┌──

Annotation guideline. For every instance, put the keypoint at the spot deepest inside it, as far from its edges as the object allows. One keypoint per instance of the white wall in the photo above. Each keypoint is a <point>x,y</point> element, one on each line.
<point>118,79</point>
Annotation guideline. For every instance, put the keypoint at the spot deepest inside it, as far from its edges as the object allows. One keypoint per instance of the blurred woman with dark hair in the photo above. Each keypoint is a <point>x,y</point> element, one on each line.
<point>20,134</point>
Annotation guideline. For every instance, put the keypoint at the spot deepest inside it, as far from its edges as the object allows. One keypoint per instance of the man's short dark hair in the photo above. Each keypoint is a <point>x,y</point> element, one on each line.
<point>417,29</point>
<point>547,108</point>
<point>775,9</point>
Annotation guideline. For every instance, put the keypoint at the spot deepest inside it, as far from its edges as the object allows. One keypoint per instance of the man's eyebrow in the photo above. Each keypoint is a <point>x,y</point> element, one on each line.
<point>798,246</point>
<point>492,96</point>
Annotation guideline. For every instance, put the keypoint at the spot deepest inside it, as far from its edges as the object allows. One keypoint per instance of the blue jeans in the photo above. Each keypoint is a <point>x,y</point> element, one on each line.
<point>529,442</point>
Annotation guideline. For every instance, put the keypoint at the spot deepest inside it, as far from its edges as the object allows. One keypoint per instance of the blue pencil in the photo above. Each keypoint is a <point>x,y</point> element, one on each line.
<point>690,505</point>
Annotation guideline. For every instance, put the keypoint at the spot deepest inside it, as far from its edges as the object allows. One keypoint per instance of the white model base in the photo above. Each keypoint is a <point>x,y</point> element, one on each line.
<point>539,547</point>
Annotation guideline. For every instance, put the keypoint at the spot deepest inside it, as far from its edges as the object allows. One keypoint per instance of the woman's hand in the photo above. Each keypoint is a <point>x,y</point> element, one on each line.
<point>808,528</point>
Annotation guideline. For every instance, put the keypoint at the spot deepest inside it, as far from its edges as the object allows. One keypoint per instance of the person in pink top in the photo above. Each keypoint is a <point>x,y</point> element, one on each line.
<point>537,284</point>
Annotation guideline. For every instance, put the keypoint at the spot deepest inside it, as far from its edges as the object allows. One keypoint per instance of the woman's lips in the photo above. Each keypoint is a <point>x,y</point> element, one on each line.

└──

> [What the task requires]: A complete, exact copy of the entries is required.

> [Response area]:
Annotation guideline. For every instance, put the keypoint at the spot deepest inside it, as far from its edges as the object allows. One keypoint per instance of the white wall in the photo above. Each keypoint is a <point>x,y</point> element, one on each line.
<point>118,79</point>
Annotation guideline. For every instance, put the keypoint at the spot deepest inside it, as far from its edges as the object allows. One keypoint per instance of the blurred woman with dark hair in the photo above. Each keypoint is a <point>x,y</point> element, one on each line.
<point>20,134</point>
Annotation guideline. For every instance, put the keypoint at the spot deepest inside it, as far from its edges as the object allows. One keypoint per instance of the man's short dark hair in the photo above. Each keypoint is a <point>x,y</point> element, one on each line.
<point>417,29</point>
<point>547,108</point>
<point>775,9</point>
Annotation guideline. For every instance, put the keypoint at the spot deepest inside it, as far from its edges as the object allows. One keypoint per instance of the man's eyebrow in the photo above. Each keypoint is a <point>x,y</point> element, one on each line.
<point>798,246</point>
<point>492,96</point>
Annotation guideline. For every instance, put the keypoint at the spot deepest inside it, as far from its edges as the object allows. One keypoint per instance of the blue jeans in the photo above. Each keypoint is a <point>x,y</point> element, one on each line.
<point>529,442</point>
Annotation guideline. For every instance, put the keypoint at the spot deepest inside it, as far from its edges as the object allows. One keypoint per instance of the blue pencil in the photo above. Each keypoint is a <point>x,y</point> element, one on each line.
<point>690,505</point>
Annotation guideline. For every instance, put the keypoint at the spot deepest inside it, as far from its edges as the object allows. One keypoint per instance of the white model base in the photo above. Each keypoint is a <point>x,y</point> element, one on each line.
<point>539,547</point>
Annotation guideline. For every instance, put the keypoint at the spot deepest inside it, as far from its edges as the object allows. One keypoint per instance of the woman's hand in the photo above. Each keypoint is a <point>x,y</point> element, one on each line.
<point>808,528</point>
Annotation guideline. For every instance, put the keypoint at the spot deepest inside it, as far from its edges as the object allows. One keypoint per instance of the person in pink top in the photo above. Each keypoint is a <point>x,y</point> element, one on each line.
<point>537,284</point>
Annotation guideline. For every instance, put the keypoint at the spot deepest inside it, as far from its edges as the object allows. One keypoint per instance of the woman's lips in the photo above. Each keypoint is a <point>x,y</point> element, one on each line.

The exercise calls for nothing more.